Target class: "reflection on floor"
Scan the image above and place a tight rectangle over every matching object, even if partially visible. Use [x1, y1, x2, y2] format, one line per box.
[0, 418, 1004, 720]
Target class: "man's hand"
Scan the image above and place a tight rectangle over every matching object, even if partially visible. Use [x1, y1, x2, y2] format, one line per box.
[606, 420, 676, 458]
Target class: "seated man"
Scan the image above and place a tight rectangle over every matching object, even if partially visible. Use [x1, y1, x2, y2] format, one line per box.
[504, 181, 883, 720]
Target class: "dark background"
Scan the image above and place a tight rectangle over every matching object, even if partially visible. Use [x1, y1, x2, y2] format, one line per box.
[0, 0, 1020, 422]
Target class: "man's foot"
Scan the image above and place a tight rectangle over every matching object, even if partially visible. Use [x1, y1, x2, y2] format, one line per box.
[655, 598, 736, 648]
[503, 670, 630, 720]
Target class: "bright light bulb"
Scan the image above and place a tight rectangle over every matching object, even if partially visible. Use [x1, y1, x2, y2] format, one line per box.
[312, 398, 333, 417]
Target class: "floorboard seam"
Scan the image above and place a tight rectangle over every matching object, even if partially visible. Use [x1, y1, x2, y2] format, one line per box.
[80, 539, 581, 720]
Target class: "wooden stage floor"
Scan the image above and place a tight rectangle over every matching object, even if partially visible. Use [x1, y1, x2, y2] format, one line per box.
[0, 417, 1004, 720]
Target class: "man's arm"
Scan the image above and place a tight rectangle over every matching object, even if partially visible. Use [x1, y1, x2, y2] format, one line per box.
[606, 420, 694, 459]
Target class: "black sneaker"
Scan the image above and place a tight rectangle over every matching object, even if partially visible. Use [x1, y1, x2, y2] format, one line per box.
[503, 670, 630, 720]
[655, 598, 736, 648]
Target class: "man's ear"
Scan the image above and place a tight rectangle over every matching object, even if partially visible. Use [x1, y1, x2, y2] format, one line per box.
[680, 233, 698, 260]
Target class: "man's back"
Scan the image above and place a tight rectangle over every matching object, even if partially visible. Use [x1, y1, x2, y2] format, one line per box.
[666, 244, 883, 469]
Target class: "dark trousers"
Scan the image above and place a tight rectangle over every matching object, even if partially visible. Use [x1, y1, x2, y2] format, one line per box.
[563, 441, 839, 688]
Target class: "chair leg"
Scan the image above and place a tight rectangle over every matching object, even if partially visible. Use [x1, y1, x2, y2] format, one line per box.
────────
### Task to complete
Output every line from the start of the listing through the line containing "[0, 0, 1020, 422]" as a Markdown table, with the columns Row and Text, skipping blank lines.

### Correct answer
| Row | Text |
|---|---|
| 1 | Target class: "reflection on floor" |
| 2 | Scan the image above and place a tight rectangle over every matching object, even if partially visible. Use [x1, y1, x2, y2] format, one line per box. |
| 3 | [0, 418, 1004, 720] |
| 4 | Target class: "man's hand" |
| 5 | Scan the image above and place a tight rectangle over every matching object, even if partially visible. Use [x1, y1, x2, y2] format, one line per box. |
| 6 | [606, 420, 676, 458] |
| 7 | Target class: "seated man" |
| 8 | Scan the image above and place a tight rectangle over every matching object, even if partially visible. Use [x1, y1, x2, y2] format, one line per box. |
| 9 | [504, 181, 883, 720] |
| 10 | Target class: "dark background" |
| 11 | Scan the image above and place a tight rectangle over every matching object, even if partially visible. Use [x1, y1, x2, y2] format, one line per box. |
| 12 | [0, 0, 1020, 422] |